## PASSAGE GIVEN
########################################
Why become an embedded software developer?
There has never been a more exciting time to be a part of the embedded software community and become an embedded software developer.
IoT devices are now part of our everyday lives, and the general pace of technological change and innovation continues to gather speed.
To satisfy this largely consumer-driven demand for advanced and intelligent technology, there is a need for qualified, experienced embedded software developers.
Embedded software development is known for being a niche discipline within electronic engineering, more so than say desktop development, yet it remains highly competitive at all levels.
Ian and I have been embedded software developers for more than 20 years, and we can honestly say we still have the same passion as when we started out.
In this article, we look at what a career in embedded development entails today, why we believe it holds so much appeal as a career choice, and share some advice from our experience for breaking into the field.
What is an embedded software developer?
Embedded software developers are responsible for designing, developing, optimising and implementing the software that is programmed into devices built around a microprocessor.
We write code to solve problems and implement systems that make a physical hardware device work through software.
We take the concept right through to delivery; from the briefing, writing, testing and fixing stages to final release.
In general terms, our aim is to ensure embedded software accomplishes desired goals, exploiting the full potential of the hardware for the benefit of the user.
Becoming an embedded software developer
Embedded development is a vocation. You need a genuine passion and interest for technology and troubleshooting technical problems.
A degree in computer engineering or a related field will provide a solid, theoretical foundation. Other essential technical development skills include:
- Expertise in C/C++ programming
- Low level optimisation in assembly language
- Device driver development and hardware/software interfacing
- Software configuration management (using tools such as Perforce, Git or SVN)
- Specialised techniques for embedded programming
- Ability to read electronics schematics and troubleshoot problems
- Project management and software development life cycle
In addition, embedded developers need knowledge of:
- Communication protocols
- Real Time Operating Sytems
- Design patterns
- Microprocessor and microcontroller fundamentals
- Basic electronics
- Build environments
- Concurrent/parallel programming
To stand out from the competition, aspiring and junior developers need experience in addition to qualifications. To enhance your prospects of gaining paid employment or commissions, you should build a portfolio to demonstrate your knowledge and application. This means taking the initiative; design, build and test your own projects, contribute to open source projects, join in hackathons, blog.
What other skills do you need to become an embedded software developer?
In addition to technical skills, to undertake commercial development work there are a number of ‘softer’ skills you will need to hone.
Project management for example is crucial. Client deadlines and budgets are often non-negotiable. You have to stay on track in terms of time and spend, and keep relevant parties informed at critical stages.
Another skill is collaboration. Working with clients means taking and understanding the brief, devising and proposing solutions, and keeping them informed as the project progresses.
In terms of delivering the project, embedded developers can work individually, or as part of a team. Either way, you are likely to come across some element of collaboration as you take on projects, either with fellow developers or engineers from other disciplines.
You also need to keep on top of emerging trends and technological developments. This means an ongoing commitment to learning and understanding best practice, to ensure your knowledge is up to date and relevant.
For example, we believe a key area of change will be the emerging need for embedded developers who can undertake hardware/software co-design and co-verification, requiring skills that span the hardware/software stack.
########################################
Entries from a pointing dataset
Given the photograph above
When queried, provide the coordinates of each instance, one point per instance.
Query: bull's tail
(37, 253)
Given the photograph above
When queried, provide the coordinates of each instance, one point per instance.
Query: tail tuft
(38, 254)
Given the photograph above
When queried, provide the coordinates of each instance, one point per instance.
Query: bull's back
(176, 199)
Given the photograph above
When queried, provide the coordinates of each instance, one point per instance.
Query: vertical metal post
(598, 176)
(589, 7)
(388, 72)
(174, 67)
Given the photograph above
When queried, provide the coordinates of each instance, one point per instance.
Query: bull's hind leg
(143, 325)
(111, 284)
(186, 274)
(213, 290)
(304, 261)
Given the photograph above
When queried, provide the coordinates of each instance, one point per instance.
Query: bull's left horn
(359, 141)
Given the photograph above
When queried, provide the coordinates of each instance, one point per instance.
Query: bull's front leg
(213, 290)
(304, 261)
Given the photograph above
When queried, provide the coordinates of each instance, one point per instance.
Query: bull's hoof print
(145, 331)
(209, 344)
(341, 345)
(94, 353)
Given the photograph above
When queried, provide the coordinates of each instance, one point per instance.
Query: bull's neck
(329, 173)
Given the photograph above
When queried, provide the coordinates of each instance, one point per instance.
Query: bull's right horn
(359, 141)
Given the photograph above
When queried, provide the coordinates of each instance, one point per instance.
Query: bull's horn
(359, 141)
########################################
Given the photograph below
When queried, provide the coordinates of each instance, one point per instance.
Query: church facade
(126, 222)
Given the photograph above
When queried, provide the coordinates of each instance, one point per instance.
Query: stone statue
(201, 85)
########################################
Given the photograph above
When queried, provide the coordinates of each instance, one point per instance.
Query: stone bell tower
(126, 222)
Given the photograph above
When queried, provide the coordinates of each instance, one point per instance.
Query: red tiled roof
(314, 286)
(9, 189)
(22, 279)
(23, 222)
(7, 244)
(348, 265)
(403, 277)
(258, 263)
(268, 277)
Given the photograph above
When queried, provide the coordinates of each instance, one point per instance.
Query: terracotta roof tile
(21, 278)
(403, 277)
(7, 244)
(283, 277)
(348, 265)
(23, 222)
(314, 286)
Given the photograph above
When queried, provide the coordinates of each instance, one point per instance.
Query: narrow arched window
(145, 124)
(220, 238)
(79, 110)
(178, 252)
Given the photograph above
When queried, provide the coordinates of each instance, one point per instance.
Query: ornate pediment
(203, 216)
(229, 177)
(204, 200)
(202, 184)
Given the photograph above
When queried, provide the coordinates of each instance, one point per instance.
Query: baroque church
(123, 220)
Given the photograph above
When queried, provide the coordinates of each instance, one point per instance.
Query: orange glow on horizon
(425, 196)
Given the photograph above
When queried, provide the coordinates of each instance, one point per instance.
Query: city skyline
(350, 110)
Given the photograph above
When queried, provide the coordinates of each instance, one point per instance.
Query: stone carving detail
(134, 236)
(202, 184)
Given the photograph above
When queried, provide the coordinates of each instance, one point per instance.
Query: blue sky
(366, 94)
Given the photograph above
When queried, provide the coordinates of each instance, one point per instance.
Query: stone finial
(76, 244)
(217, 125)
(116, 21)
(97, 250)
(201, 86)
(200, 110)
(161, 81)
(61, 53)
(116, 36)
########################################
## YOUR GOAL
For each statement, decide whether it agrees with the article on becoming an embedded software developer. Answer yes or no, and quote the words in the article that decide it.
1. The writers have worked as embedded software developers for more than 20 years.
2. The article says embedded developers always work alone.
3. The article says a degree in computer engineering or a related field gives a theoretical foundation.

## RESPONSE TO THE EXERCISE
1. Yes: "Ian and I have been embedded software developers for more than 20 years"
2. No: "embedded developers can work individually, or as part of a team"
3. Yes: "A degree in computer engineering or a related field will provide a solid, theoretical foundation."